- [Provided material]:

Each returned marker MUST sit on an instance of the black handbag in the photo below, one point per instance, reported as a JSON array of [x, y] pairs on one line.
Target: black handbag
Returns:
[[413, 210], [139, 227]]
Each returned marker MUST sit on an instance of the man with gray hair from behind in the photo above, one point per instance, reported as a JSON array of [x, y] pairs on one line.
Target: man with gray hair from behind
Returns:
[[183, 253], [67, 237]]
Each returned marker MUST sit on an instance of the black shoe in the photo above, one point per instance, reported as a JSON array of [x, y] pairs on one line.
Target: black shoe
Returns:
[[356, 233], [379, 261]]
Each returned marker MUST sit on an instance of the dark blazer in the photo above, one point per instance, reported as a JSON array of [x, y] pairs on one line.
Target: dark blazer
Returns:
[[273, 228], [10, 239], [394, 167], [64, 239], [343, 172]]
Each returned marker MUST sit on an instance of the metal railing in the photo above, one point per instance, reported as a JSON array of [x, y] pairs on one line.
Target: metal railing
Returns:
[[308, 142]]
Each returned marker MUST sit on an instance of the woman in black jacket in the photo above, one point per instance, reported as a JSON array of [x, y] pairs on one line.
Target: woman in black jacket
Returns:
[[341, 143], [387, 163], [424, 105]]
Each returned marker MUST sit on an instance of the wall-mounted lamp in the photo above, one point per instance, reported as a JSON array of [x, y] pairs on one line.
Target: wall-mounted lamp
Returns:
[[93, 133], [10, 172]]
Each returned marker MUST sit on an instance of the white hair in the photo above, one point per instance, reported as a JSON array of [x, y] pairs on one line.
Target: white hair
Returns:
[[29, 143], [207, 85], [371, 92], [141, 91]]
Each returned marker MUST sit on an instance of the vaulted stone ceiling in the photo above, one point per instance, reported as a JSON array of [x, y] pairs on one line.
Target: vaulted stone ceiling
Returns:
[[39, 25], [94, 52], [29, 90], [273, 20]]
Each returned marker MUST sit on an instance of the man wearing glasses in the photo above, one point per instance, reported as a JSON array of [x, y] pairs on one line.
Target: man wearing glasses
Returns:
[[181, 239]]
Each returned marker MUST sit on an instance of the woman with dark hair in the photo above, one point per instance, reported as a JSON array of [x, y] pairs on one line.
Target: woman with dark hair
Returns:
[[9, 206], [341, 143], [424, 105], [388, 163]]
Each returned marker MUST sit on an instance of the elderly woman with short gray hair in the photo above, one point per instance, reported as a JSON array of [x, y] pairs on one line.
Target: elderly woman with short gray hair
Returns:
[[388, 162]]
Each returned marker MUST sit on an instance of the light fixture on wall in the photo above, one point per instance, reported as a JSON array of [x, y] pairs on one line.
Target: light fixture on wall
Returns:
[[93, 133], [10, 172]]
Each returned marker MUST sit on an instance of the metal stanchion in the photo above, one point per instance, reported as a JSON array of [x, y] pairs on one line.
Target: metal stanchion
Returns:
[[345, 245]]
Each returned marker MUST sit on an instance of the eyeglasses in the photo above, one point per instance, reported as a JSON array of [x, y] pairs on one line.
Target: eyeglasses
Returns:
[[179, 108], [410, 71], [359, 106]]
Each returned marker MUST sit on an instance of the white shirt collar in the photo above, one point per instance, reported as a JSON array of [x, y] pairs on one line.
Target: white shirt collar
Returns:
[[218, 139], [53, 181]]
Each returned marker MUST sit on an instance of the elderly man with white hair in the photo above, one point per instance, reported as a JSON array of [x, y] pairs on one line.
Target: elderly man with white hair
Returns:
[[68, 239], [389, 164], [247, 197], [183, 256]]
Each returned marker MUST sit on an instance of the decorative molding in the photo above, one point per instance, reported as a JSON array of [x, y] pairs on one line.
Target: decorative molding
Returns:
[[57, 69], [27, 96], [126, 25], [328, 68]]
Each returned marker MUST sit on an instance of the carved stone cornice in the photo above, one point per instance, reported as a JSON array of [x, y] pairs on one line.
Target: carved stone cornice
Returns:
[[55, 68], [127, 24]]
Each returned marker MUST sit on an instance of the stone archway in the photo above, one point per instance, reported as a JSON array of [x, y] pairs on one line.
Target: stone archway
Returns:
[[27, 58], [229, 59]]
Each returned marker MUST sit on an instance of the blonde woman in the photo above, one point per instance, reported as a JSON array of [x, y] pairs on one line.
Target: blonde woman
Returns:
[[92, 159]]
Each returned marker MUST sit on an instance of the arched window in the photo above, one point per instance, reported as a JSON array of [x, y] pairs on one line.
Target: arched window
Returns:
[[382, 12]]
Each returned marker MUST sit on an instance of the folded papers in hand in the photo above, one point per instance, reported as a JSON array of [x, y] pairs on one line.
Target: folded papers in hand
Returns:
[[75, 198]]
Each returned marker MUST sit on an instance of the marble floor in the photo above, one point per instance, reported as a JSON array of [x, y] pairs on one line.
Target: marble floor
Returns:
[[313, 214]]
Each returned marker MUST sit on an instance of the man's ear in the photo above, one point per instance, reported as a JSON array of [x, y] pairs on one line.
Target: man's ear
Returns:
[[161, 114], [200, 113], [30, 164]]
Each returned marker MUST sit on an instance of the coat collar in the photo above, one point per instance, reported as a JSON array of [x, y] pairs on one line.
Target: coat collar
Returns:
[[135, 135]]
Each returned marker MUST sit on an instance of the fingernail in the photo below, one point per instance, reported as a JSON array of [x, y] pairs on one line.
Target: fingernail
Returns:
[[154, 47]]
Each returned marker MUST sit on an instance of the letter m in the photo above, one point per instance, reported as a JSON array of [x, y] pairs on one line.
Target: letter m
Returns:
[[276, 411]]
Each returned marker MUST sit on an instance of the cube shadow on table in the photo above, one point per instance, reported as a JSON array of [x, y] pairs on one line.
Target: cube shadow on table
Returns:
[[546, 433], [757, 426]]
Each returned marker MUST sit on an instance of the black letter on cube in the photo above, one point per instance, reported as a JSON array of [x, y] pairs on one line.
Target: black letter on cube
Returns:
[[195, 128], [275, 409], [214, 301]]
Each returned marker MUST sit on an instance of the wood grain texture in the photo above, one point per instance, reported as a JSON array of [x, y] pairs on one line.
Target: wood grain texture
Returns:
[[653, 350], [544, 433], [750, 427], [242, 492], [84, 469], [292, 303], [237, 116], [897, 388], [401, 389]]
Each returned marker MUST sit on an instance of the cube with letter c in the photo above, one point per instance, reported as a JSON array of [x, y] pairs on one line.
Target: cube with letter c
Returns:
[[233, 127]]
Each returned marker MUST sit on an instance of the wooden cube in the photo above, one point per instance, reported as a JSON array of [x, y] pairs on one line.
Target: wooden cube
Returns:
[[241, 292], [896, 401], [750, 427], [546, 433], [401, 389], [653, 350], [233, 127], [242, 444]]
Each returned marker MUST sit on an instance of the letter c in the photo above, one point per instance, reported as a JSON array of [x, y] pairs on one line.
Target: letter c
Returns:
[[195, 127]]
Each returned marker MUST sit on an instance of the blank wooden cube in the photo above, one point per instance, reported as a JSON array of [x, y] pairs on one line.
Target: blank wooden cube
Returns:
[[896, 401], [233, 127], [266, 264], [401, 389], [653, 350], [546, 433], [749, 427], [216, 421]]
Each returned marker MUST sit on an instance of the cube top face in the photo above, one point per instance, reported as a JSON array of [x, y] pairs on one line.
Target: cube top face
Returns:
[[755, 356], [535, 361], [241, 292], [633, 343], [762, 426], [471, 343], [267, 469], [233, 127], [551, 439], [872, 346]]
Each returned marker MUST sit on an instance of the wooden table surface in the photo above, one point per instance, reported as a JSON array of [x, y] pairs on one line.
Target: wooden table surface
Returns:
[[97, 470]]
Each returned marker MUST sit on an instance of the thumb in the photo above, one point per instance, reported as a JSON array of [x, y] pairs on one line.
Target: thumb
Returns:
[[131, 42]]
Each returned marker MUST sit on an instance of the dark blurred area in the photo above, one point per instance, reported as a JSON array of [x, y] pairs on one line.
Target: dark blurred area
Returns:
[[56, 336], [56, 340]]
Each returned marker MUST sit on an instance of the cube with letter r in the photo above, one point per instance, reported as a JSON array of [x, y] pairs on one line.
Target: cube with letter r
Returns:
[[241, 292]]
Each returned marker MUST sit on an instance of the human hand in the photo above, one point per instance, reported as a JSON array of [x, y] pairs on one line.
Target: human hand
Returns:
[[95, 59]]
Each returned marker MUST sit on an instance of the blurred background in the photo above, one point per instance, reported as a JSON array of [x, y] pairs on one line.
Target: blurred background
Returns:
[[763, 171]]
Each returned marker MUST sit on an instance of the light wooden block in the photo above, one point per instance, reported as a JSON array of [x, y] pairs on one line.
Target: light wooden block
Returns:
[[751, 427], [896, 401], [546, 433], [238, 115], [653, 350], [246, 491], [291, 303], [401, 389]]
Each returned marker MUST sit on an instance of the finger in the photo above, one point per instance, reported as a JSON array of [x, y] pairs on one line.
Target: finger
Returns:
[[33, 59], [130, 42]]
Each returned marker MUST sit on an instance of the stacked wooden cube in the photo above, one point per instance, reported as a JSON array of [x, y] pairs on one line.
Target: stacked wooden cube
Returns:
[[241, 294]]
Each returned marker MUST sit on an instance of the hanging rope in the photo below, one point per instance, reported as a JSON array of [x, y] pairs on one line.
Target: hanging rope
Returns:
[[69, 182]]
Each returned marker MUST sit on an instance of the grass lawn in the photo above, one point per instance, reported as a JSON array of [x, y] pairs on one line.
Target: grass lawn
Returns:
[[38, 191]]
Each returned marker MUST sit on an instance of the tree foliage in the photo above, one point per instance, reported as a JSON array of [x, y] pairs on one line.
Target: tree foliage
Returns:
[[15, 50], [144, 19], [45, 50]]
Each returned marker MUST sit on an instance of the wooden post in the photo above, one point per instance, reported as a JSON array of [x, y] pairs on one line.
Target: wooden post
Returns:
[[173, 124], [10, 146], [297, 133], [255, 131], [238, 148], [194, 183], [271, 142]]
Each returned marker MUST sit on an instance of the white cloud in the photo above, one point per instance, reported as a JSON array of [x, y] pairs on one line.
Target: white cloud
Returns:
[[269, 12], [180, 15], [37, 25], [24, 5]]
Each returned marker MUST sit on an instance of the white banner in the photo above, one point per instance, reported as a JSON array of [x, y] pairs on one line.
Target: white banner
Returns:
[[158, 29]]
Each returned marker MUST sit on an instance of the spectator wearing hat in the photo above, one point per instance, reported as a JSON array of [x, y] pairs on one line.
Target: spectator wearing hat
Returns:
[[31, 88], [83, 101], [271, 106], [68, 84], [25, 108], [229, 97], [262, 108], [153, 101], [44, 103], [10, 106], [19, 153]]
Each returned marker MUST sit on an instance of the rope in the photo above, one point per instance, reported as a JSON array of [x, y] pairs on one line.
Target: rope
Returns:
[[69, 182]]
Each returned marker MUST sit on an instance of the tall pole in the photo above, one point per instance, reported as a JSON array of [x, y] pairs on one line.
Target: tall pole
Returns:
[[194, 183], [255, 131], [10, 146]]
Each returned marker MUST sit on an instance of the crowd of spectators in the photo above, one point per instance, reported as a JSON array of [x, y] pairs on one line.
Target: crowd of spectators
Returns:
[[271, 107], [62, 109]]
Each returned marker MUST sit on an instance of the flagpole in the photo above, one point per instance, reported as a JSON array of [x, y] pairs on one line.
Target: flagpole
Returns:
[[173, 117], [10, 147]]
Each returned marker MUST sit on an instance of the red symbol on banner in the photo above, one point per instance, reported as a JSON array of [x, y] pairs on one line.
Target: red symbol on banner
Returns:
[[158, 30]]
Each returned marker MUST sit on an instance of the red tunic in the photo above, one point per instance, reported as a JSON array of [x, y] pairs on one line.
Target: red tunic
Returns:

- [Try it]: Whenever a line of the data above holds the word "elderly", it counts once; report the total number of such lines and nothing more.

- [Answer for the task]: 4